**Exercise requirements:**
Rewrite the data below, swapping every "Format sample" for "Sample layout" and keeping everything else the same. Leave the pictures out.

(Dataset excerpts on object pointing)
=====

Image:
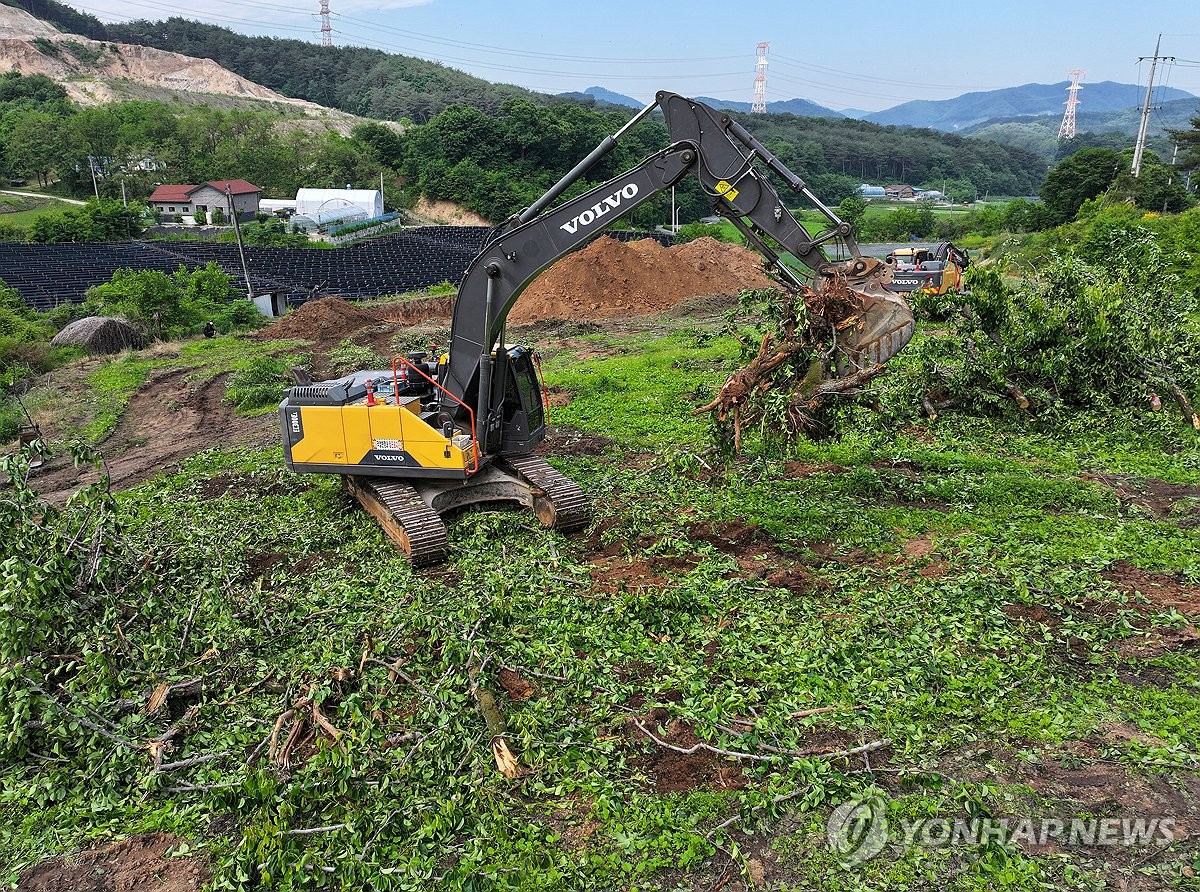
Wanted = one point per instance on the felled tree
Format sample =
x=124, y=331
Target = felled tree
x=1107, y=325
x=793, y=373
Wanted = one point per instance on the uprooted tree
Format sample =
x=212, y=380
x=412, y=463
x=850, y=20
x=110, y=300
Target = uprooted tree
x=791, y=378
x=1108, y=325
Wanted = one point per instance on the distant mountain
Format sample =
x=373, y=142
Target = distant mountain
x=799, y=107
x=1025, y=101
x=1117, y=129
x=601, y=95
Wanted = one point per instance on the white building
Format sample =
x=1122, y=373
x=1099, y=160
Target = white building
x=335, y=205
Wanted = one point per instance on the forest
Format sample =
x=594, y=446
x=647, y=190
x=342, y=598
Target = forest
x=833, y=155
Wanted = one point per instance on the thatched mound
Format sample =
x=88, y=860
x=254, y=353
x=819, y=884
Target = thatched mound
x=100, y=334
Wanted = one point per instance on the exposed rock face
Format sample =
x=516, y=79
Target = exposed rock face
x=95, y=72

=====

**Solution for this problem:**
Image:
Wanted = one point per instance on the felled tree
Sample layout =
x=124, y=331
Target = felled tree
x=1107, y=325
x=793, y=373
Wanted = one point per instance on the uprooted tree
Sample layout =
x=212, y=380
x=412, y=463
x=850, y=20
x=110, y=300
Target = uprooted tree
x=791, y=378
x=1108, y=325
Wanted = one point per instance on the distant mountain
Sample layout =
x=373, y=142
Target = distant mountain
x=799, y=107
x=1025, y=101
x=1117, y=129
x=601, y=95
Wanted = one point per instance on the white building
Sample layout =
x=1122, y=373
x=1099, y=160
Target = white building
x=335, y=205
Wanted = one point per instance on the forest
Sample layout =
x=594, y=446
x=647, y=190
x=342, y=598
Target = forest
x=833, y=155
Wanted = one point per instance on the thatched mound
Sample layout =
x=88, y=860
x=254, y=353
x=819, y=884
Target = thatched mound
x=100, y=334
Wanted = one point per instance on the exposed rock face
Sample layout =
x=516, y=79
Target = exposed rock face
x=95, y=72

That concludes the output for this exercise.